Request
Using the data below, repeat all of it precisely.

Task material
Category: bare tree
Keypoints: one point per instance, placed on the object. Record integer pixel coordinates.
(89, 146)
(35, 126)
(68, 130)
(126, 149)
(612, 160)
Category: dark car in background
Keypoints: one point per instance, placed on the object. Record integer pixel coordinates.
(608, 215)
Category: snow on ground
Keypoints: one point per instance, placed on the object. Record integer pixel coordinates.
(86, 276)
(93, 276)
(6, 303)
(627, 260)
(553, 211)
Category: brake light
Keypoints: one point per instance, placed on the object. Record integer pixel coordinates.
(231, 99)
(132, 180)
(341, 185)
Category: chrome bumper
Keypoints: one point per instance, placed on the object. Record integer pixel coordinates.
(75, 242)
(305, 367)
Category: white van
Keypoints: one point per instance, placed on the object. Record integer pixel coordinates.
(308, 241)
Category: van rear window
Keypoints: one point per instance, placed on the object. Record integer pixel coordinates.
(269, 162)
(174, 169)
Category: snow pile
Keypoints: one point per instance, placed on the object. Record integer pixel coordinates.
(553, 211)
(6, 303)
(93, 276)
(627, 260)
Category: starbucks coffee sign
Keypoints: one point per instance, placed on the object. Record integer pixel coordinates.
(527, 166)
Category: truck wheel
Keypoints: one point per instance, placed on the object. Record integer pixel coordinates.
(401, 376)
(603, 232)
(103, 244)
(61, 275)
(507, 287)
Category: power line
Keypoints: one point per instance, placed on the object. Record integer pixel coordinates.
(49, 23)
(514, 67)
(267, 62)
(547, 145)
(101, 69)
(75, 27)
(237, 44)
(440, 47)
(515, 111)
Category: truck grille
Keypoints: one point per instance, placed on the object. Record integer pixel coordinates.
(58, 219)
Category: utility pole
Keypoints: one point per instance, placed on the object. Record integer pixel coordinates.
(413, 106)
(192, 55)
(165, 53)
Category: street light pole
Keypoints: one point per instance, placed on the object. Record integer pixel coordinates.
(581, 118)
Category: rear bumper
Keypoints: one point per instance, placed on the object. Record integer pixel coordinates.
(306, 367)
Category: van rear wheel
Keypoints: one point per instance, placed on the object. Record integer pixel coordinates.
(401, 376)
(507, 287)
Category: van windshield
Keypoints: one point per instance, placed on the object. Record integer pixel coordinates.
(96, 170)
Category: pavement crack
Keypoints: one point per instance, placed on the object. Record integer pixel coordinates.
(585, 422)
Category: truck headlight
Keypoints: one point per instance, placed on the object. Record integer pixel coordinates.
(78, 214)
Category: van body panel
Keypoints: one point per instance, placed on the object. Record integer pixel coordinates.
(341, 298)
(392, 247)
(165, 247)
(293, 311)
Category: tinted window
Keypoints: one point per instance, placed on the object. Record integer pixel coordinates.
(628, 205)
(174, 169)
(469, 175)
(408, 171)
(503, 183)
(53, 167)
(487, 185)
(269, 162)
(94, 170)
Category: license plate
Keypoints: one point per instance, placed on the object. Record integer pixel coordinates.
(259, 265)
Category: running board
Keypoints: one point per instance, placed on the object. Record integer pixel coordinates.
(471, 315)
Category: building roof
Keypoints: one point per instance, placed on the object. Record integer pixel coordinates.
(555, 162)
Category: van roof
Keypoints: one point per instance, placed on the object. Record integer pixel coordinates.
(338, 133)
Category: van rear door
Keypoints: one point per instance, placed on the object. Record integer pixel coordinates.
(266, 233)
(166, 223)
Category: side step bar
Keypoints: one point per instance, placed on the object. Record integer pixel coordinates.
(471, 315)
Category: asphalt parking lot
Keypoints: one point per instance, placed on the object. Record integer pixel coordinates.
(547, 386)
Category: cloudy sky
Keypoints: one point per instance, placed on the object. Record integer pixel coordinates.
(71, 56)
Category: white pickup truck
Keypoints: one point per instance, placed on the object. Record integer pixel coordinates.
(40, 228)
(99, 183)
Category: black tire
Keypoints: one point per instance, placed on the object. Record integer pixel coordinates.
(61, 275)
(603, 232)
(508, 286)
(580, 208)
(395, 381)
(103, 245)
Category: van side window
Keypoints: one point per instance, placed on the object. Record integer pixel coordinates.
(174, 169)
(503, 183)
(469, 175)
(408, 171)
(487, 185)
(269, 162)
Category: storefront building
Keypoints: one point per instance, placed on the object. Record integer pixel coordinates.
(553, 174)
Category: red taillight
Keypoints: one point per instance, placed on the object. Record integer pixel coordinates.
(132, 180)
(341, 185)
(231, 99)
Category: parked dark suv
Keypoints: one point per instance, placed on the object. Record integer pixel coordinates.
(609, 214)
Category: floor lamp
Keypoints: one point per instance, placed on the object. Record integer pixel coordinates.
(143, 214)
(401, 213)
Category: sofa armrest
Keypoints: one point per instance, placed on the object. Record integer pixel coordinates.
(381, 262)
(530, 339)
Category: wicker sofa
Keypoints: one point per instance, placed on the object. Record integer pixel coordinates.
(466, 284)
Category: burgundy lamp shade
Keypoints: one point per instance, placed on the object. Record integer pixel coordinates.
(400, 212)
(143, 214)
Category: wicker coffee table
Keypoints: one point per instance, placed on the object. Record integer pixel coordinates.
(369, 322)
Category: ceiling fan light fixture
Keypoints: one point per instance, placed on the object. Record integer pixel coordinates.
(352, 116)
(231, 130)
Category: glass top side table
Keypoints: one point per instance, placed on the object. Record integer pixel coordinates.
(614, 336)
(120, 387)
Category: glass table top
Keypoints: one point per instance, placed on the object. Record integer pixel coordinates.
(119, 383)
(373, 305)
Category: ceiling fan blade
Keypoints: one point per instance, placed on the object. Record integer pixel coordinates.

Expected answer
Category: bare tree
Keypoints: one point per instance, placed on the object. Record integer pixel coordinates.
(89, 146)
(35, 126)
(68, 130)
(126, 149)
(612, 160)
Category: dark car in background
Keypoints: one point per instance, placed on the object. Record integer pixel coordinates.
(608, 215)
Category: snow on ground
Keypoints: one point per instance, placed on the object. Record integer pixel coordinates.
(86, 276)
(93, 276)
(6, 303)
(627, 260)
(553, 211)
Category: brake light
Keypoints: one point per instance, placed on the object. Record integer pixel coordinates.
(231, 99)
(132, 180)
(341, 185)
Category: chrome bumper
Keypoints: one point per instance, placed on the object. Record integer pixel coordinates.
(75, 242)
(305, 367)
Category: white van
Keypoints: one point per instance, placed on the object. Record integer pixel coordinates.
(308, 241)
Category: van rear window
Keypoints: one point per instance, placed on the object. Record integer pixel coordinates.
(269, 162)
(174, 169)
Category: snow pile
Keypoints: one point per instance, placed on the object. Record integer pixel coordinates.
(553, 211)
(6, 303)
(93, 276)
(627, 260)
Category: starbucks coffee sign
Keypoints: one point per instance, placed on the object. Record integer pixel coordinates.
(527, 166)
Category: truck wheel
Keypoints: one point per instance, placed on the object. Record integer pixel coordinates.
(401, 376)
(603, 232)
(103, 244)
(61, 275)
(507, 287)
Category: power line
Keypoints: one point per instance, placed on the object. Record integer pixel coordinates.
(49, 23)
(514, 67)
(267, 62)
(547, 145)
(101, 69)
(75, 27)
(237, 44)
(440, 47)
(515, 111)
Category: truck grille
Keypoints: one point per instance, placed on the object. Record integer pixel coordinates.
(58, 219)
Category: utility pole
Keypoints: one point per instance, placed on the object. Record integer pixel coordinates.
(413, 106)
(192, 55)
(165, 53)
Category: street light pole
Keypoints: one point per instance, placed on the object. Record integer pixel coordinates.
(581, 118)
Category: rear bumper
Keypoints: one point per instance, placed on the object. Record integer pixel coordinates.
(306, 367)
Category: van rear wheel
Keypoints: one point per instance, placed on the object. Record integer pixel coordinates.
(401, 376)
(507, 287)
Category: van windshield
Keypoints: one point per instance, placed on the object. Record integer pixel coordinates.
(96, 170)
Category: pavement crack
Keypoints: one point per instance, placed on the object. Record integer pixel coordinates.
(585, 422)
Category: truck headlight
Keypoints: one point per instance, placed on the object. Record integer pixel coordinates.
(78, 214)
Category: van body panel
Keypoints: one point per instance, placed on the object. Record integer pixel coordinates.
(341, 298)
(392, 247)
(165, 247)
(293, 311)
Category: tinted window
Keypoints: one point per instance, placed on the object. Record integer pixel coordinates.
(628, 205)
(174, 169)
(469, 175)
(408, 171)
(503, 183)
(53, 167)
(487, 185)
(269, 162)
(94, 170)
Category: license plate
Keypoints: one point per instance, placed on the object. Record integer pixel coordinates.
(259, 265)
Category: running board
Keypoints: one point per instance, placed on the object. Record integer pixel coordinates.
(471, 315)
Category: building roof
Keypoints: one point per instance, placed on the object. Record integer pixel coordinates.
(555, 162)
Category: van roof
Keypoints: one point per instance, placed on the object. Record integer pixel coordinates.
(338, 133)
Category: van rear door
Keypoints: one point per instance, placed on the object. Record integer pixel coordinates.
(266, 233)
(166, 223)
Category: side step bar
Keypoints: one point per instance, placed on the object. Record integer pixel coordinates.
(471, 315)
Category: asphalt parking lot
Keypoints: one point per instance, placed on the object. Record integer pixel coordinates.
(547, 386)
Category: cloudy sky
Keypoints: one point per instance, placed on the object. Record integer pixel coordinates.
(71, 56)
Category: white pickup truck
Keypoints: one point per instance, placed on the object. Record integer pixel coordinates.
(40, 228)
(99, 183)
Category: black tire
Keypoints: one point per instance, placed on the object. Record integer pixel coordinates.
(61, 275)
(603, 232)
(508, 286)
(580, 208)
(395, 381)
(103, 245)
Category: van side window
Keypoints: one point per instance, placed on the object. Record integer pixel coordinates.
(174, 169)
(503, 183)
(469, 175)
(408, 171)
(487, 185)
(269, 162)
Category: storefront building
Keypoints: one point per instance, placed on the object. Record integer pixel coordinates.
(553, 174)
Category: red taillight
Keypoints: one point per instance, placed on the object. Record integer pixel coordinates.
(132, 180)
(341, 185)
(231, 99)
Category: parked dark suv
Keypoints: one point per instance, placed on the object. Record integer pixel coordinates.
(609, 214)
Category: floor lamp
Keypoints: one point per instance, placed on the object. Record integer pixel coordinates.
(143, 214)
(401, 213)
Category: sofa armrest
Keypoints: one point per instance, placed on the object. Record integer pixel coordinates.
(381, 262)
(530, 339)
Category: wicker sofa
Keypoints: one point per instance, placed on the object. Record integer pixel coordinates.
(466, 284)
Category: burgundy lamp shade
Keypoints: one point per instance, placed on the object. Record integer pixel coordinates.
(400, 212)
(143, 214)
Category: wicker coffee table
Keypoints: one point per instance, placed on the object. Record integer pixel coordinates.
(369, 322)
Category: ceiling fan light fixture
Keypoints: one point per instance, placed on the object. Record integer pixel coordinates.
(352, 116)
(231, 130)
Category: glass top side table
Keypoints: one point per instance, placed on the object. Record integer pixel coordinates.
(614, 336)
(120, 387)
Category: glass table top
Keypoints: one point per instance, placed on the object. Record integer pixel coordinates.
(119, 383)
(373, 305)
Category: ceiling fan blade
Keypoints: one point per instance, placed on the object. Record integer pixel coordinates.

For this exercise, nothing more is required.